[Opening Material provided section]
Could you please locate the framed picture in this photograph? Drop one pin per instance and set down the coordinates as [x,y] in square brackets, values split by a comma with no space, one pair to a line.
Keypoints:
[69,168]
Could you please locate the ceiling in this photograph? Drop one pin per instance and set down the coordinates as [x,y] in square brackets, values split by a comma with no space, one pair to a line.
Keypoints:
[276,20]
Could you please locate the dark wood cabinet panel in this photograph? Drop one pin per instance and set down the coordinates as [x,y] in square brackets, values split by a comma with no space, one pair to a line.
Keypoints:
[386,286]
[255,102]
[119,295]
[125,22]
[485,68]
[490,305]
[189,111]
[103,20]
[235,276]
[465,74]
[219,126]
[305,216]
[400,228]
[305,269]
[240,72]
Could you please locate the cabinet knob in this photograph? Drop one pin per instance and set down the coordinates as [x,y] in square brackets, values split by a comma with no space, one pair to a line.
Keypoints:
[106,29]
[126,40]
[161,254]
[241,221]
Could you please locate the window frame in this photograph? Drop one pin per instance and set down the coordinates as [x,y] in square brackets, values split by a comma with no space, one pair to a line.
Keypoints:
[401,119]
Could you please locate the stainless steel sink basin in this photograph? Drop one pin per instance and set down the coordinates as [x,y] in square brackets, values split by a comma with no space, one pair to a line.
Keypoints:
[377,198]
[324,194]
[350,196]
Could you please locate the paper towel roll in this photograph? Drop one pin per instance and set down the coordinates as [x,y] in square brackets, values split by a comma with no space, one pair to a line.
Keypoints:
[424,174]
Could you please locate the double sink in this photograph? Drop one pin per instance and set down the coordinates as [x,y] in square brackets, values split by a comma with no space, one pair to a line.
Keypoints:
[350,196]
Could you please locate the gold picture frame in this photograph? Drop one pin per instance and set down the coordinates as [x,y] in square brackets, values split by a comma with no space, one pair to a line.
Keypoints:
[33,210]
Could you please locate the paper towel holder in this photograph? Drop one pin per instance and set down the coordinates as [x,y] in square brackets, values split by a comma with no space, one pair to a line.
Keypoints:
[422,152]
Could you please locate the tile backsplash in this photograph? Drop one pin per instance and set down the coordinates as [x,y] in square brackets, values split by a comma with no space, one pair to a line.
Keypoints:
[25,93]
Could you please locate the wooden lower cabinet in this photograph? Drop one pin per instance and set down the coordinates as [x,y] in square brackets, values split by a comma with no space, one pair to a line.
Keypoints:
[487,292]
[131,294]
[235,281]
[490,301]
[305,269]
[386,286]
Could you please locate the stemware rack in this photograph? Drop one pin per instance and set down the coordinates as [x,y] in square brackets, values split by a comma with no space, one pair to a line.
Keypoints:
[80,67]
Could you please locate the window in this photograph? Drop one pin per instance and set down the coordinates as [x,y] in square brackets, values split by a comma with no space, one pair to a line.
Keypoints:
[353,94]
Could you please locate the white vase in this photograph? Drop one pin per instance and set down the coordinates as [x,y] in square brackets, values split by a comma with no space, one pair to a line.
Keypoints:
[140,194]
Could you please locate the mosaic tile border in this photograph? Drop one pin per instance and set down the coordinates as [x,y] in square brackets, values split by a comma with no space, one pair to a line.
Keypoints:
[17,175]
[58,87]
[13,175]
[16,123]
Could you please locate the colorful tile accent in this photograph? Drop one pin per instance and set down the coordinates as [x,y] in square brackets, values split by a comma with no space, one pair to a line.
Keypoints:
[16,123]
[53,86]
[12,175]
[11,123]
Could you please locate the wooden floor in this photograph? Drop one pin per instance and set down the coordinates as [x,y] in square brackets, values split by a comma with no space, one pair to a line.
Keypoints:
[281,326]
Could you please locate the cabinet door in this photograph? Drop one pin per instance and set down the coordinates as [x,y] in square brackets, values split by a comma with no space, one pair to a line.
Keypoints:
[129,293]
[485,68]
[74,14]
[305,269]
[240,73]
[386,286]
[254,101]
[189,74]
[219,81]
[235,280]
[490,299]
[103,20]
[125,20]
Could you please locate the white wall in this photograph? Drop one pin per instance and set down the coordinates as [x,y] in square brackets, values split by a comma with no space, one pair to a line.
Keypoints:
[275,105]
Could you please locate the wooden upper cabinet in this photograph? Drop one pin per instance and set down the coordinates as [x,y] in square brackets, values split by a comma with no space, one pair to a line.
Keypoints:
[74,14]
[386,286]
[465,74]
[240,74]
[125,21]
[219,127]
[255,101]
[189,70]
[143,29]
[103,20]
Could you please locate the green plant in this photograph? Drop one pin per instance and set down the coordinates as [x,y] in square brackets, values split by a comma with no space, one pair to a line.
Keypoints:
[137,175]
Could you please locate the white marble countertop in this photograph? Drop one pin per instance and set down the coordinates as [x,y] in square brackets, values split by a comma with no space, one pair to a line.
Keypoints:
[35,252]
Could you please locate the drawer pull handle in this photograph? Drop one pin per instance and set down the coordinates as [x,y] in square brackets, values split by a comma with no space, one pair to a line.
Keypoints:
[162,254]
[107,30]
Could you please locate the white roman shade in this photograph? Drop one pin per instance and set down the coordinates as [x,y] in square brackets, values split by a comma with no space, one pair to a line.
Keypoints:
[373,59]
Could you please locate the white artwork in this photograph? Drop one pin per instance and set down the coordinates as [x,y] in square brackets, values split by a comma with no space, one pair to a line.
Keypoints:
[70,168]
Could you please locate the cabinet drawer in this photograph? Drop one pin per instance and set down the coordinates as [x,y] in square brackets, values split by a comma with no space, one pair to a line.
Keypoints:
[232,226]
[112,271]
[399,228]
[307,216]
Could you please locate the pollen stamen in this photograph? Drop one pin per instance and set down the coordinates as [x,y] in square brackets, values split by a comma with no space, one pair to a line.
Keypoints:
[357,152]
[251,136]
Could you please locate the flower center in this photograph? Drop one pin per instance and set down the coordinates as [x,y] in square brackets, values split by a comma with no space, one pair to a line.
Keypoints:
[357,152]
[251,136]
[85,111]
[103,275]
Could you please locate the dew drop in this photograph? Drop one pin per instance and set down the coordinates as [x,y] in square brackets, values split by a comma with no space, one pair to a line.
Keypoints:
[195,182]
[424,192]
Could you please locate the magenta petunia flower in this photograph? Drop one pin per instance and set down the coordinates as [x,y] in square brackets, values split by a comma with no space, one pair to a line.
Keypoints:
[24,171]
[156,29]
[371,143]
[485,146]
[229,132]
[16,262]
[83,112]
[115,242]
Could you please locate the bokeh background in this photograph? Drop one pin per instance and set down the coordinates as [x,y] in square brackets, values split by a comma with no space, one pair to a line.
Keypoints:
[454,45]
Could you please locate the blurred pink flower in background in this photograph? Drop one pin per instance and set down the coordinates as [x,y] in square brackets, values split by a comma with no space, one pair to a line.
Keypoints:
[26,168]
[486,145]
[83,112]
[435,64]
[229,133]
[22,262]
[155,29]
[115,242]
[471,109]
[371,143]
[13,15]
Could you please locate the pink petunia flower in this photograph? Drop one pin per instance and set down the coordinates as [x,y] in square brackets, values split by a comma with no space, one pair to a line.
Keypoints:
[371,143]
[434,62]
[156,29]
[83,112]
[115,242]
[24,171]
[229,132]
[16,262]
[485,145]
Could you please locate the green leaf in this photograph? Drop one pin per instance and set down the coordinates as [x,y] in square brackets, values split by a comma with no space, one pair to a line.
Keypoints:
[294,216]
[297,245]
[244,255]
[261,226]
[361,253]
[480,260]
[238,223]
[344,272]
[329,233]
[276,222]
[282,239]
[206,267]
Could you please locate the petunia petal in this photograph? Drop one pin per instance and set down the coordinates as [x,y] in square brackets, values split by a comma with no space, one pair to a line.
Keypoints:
[Closing Material provided section]
Problem statement >> Give the count of lines in the listing above that include "wooden", with no other words.

Exercise output >> 3